##### Passage provided #####

After crossing the N1 turn right, then left both times in the direction that takes you uphill. When you get to a T-intersection, take the steep path straight ahead, up to the Alto de Santa Clara.
Arrows lead you easily out of town, and steeply downhill to an intersection where you turn left to follow a road parallel and immediately adjacent to the highway. The camino crosses over the highway and passes underneath an arch of the Roman aqueduct. You will shortly come to the suburbs of Santa Clara.
At the large SANTA CLARA roundabout turn right. Stay on this road until the next roundabout, crossing it to exit the opposite side.
Stay on this road; it will curve slightly to the left. At the next intersection, turn left to leave the primary road for a secondary one. It will take you downhill past the church of Nuestra Senhora da Esperança and to the Albergue and Convent of Santa Clara (3.3 from the Alto de Santa Clara).
Coimbra is the third largest Portuguese town along the camino and offers all services and numerous accommodation options, but no pilgrim specific albergues yet... apart from the Santa Clara Convent on the other side of the river.
If you are not staying here, avoid the temptation to skip the route through town; a bit of exploring is in order. Afonso Henriques, first King of Portugal, was born here and is buried in the Monastery of Santa Cruz. The same is true for his eldest son Sancho I. It has two Cathedrals, distinguished with the names Sé Nova and Sé Velha. The Old is very Romanesque, and the New is Baroque and Mannerist and adorned with statues of St. Ignatius, St. Aloysius Gonzaga, St. Francis Xavier and St. Francis of Borja. The Saints were placed by the Jesuits who built (started) the church, but once they were expelled from Portugal it became the Cathedral and was completed with Peter and Paul getting top billing.
Coimbra was the capital of Portugal during the 12th and 13th centuries, it lost prominence to the port of Lisbon but gained instead the University of Coimbra which remains the oldest university in the Portuguese speaking world.
Fireworks on the 4th of July, in celebration of Queen Elizabeth of Portugal.
If you are keen to pass through Coimbra, turn left after crossing the bridge and begin following the river walk. It will pass underneath the highway and then veer right to parallel a canal (on your left).
Stay on this paved road through a roundabout and soon you will have a different canal on your right. It remains a straight road until just before Adémia da Baixo, where it turns left. Cross the overgrown Rio Velho to the right into Adémia.
Accommodation in Coimbra
|Hostel Sé Velha
|Pousada de Juventude Coimbra
|Olive Street House
|BE Coimbra Hostels
|Coimbra Portagem Hostel
Cross the bridge over the canal which you have been walking along and you are in Adémia de Baixo.

##### Supplied data #####

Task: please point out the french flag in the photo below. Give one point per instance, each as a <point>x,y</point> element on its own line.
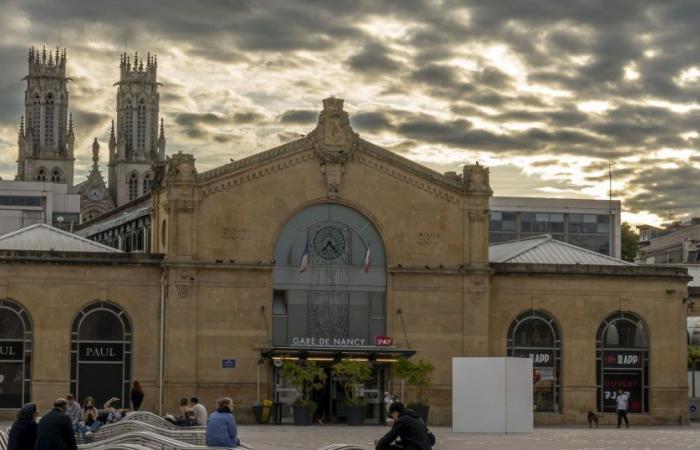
<point>366,261</point>
<point>304,265</point>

#####

## Work order A
According to the route description, what distinction does the University of Coimbra still hold?
## Work order B
Copy word for word the part of the route description that opens with the words "Arrows lead you" and closes with "of Santa Clara.".

## Problem solution A
It remains the oldest university in the Portuguese speaking world.

## Problem solution B
Arrows lead you easily out of town, and steeply downhill to an intersection where you turn left to follow a road parallel and immediately adjacent to the highway. The camino crosses over the highway and passes underneath an arch of the Roman aqueduct. You will shortly come to the suburbs of Santa Clara.